→ Source material:
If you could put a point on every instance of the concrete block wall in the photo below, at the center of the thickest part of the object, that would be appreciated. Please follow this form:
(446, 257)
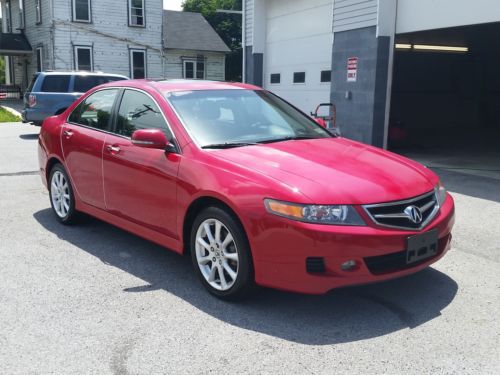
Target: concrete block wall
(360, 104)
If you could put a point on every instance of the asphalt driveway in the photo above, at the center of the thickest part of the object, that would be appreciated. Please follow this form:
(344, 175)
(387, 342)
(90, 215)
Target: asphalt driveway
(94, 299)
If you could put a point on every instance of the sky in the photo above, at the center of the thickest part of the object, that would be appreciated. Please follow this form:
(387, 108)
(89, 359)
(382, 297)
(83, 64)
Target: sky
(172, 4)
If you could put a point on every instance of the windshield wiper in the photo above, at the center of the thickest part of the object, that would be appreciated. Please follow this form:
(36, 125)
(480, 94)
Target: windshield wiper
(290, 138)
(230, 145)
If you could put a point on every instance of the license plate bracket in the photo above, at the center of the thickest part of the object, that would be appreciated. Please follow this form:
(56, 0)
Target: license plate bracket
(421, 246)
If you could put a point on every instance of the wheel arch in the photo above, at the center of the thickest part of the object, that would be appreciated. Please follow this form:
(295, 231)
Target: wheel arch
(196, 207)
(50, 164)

...

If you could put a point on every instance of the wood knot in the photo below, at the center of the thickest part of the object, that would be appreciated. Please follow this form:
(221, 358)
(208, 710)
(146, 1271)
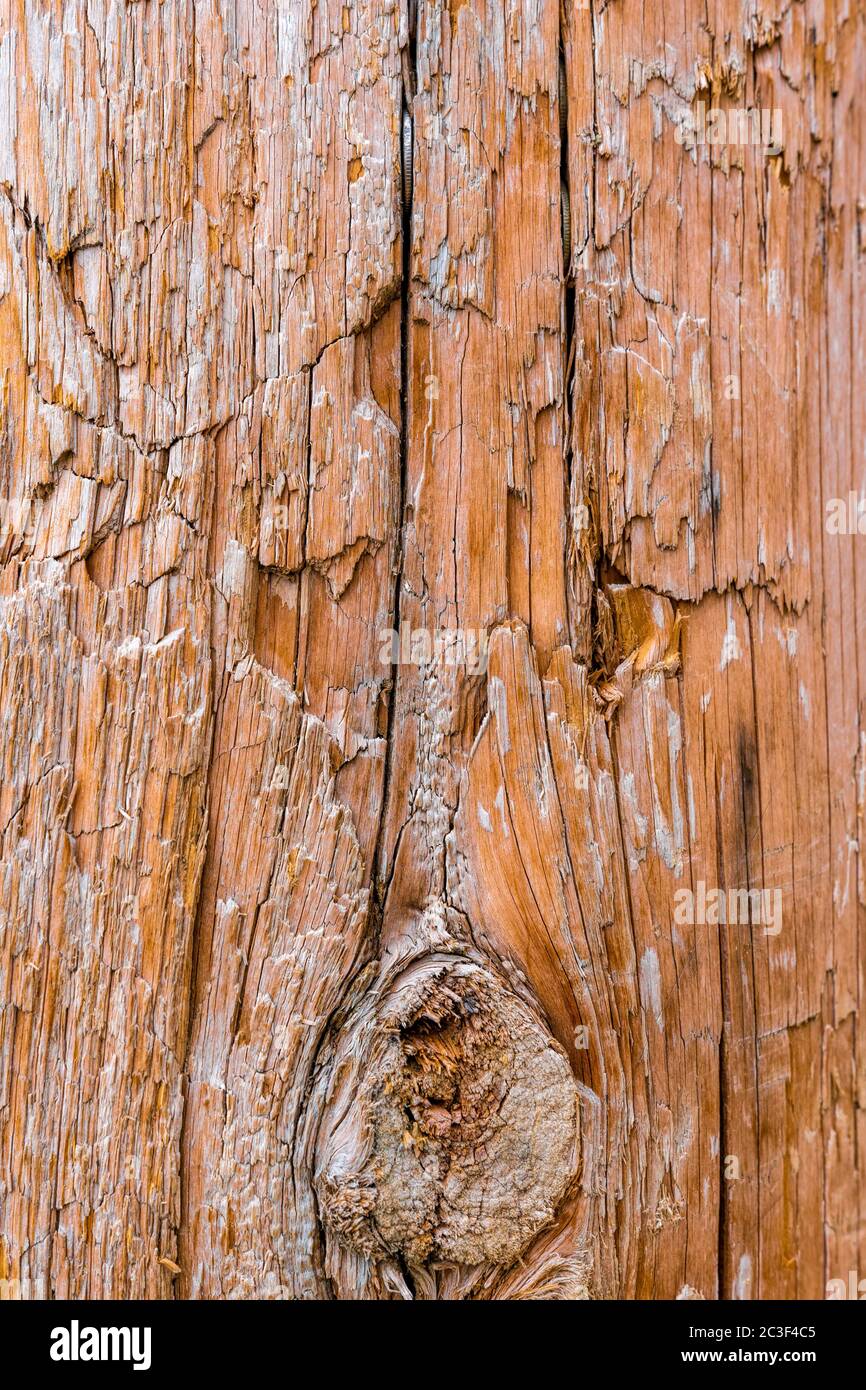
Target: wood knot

→ About this task:
Read the listing above, then copy every line that includes the string "Please".

→ Answer section:
If you could put a point on every instance of the concrete block wall in the photo below, at the center of the thickest part of the object, that would be appreciated. Please follow this form:
If you could put a point on every instance of the asphalt driveway in the photo above, at the center of the thickest part of the object, that would be appreciated. Please follow this form:
If you could put a point on every instance of the sky in the photo above, at the center of the thickest part of the object, that would be appreciated. Please follow this form:
If you could put a point on every instance of the windshield wiper in the photo above, at the center of the thickest part of the object, that would be appreciated. Please follow this form:
If you could put a point on every instance of the license plate bracket in the photo above, at the center of the thickest part of the object, that would be appreciated. Please follow this form:
If you could put a point on every instance of the wheel arch in the photo above, at the center of the thickest part of the object, that would be appreciated. Please follow this form:
If you could put a point on every instance of the wood knot in the photo below, at the center of the thickest part of the object, that would be appreciated. Please follow this form:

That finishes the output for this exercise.